(Position identification records)

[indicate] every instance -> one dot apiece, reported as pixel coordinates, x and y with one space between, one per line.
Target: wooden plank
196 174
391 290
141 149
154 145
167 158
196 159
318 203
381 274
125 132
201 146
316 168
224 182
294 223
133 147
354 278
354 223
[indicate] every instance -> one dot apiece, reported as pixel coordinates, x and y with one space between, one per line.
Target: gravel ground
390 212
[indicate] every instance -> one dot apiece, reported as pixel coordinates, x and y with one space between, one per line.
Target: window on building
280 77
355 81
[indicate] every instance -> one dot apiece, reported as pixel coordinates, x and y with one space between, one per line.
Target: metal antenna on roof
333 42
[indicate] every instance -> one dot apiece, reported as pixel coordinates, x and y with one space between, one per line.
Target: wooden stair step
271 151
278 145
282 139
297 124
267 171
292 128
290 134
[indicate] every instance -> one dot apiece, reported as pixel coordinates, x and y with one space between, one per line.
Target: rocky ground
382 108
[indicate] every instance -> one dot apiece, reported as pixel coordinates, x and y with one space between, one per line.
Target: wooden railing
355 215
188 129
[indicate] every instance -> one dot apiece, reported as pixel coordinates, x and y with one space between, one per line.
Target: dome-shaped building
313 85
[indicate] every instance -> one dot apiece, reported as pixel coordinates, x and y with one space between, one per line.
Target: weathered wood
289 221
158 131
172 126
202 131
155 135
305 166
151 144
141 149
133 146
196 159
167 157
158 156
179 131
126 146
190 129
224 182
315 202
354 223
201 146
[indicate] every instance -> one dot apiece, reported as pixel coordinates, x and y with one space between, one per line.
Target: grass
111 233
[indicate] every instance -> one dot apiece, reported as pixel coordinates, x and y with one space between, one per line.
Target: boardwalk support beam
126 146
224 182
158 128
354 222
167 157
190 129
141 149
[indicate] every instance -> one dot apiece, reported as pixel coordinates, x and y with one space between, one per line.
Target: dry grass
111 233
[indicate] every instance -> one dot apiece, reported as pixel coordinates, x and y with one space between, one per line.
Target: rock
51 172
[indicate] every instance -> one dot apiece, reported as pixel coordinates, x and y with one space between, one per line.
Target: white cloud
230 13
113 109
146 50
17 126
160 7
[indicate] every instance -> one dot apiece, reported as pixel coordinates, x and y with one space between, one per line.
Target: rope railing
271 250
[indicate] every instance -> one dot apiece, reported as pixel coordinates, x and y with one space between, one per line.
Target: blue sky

▶ Request:
Print every record above exactly as written.

▶ Full response:
[indicate] every instance -> one dot apiece, reported as pixel coordinates, x and y with one space between, one per line.
Target: wooden plank
196 174
391 290
141 149
154 145
167 158
196 159
318 203
381 274
125 132
201 146
316 168
224 182
294 223
133 147
354 278
354 223
[indicate] every instance -> one dot apiece, reported as pixel coordinates, x and y with one space between, one per line.
Target: gravel ground
390 212
[indicate] every instance -> one dot apiece, reported as pixel coordinates, x and y with one space between, one per line.
Target: window on building
280 77
355 81
[indicate] every instance -> one dot apiece, reported as pixel coordinates, x and y with one space between, one per line.
Target: metal antenna on roof
333 42
[indicate] every instance -> one dot apiece, reported as pixel coordinates, x and y with one space between, one per line.
Target: wooden stair step
271 151
278 145
282 139
297 124
267 171
292 128
290 134
[indicate] every instance -> one dot apiece, reported as pixel coordinates, x and y with one space between, one per line.
Target: rocky ground
382 108
[indicate] every instance -> one dot apiece, reported as pixel coordinates, x and y with one space between, one per line.
Target: wooden railing
355 215
188 129
[indicate] every instance -> one dot apiece, reported as pixel coordinates, x and y with one space between, one per line.
Target: dome-shaped building
313 85
[indicate] every instance -> one dot apiece, reported as pixel coordinates, x and y with one space between, one per line.
Target: weathered wood
289 221
158 131
172 126
202 131
155 135
305 166
151 144
141 149
133 146
196 159
167 157
158 156
179 131
126 146
190 129
224 182
315 202
354 223
201 146
[indicate] every instance -> one dot apiece, reported as pixel coordinates, x and y with one space between, one per line.
Target: grass
111 233
[indicate] every instance -> one dot apiece, reported as pixel coordinates, x and y with one space between, one per line.
Target: boardwalk support beam
126 146
224 182
158 128
354 222
167 157
190 129
141 149
[indicate] every instance -> one dot apiece, reported as pixel coordinates, x and y with one space between, one per line.
Target: dry grass
111 233
[indicate] every instance -> one dot apiece, reported as pixel coordinates, x and y with one space between, one per line.
Target: rock
51 172
[indicate] every instance -> one dot apiece, reported as pixel coordinates, x and y with one space between, one per line.
Target: white cloud
230 13
113 109
146 50
17 126
160 7
[indicate] every instance -> one dot apiece, reported as pixel coordinates, x and y with one space between, one per line.
Target: rope railing
271 250
[indicate] every instance -> one dot apiece, reported as pixel coordinates, x and y with one space between, one per line.
Target: blue sky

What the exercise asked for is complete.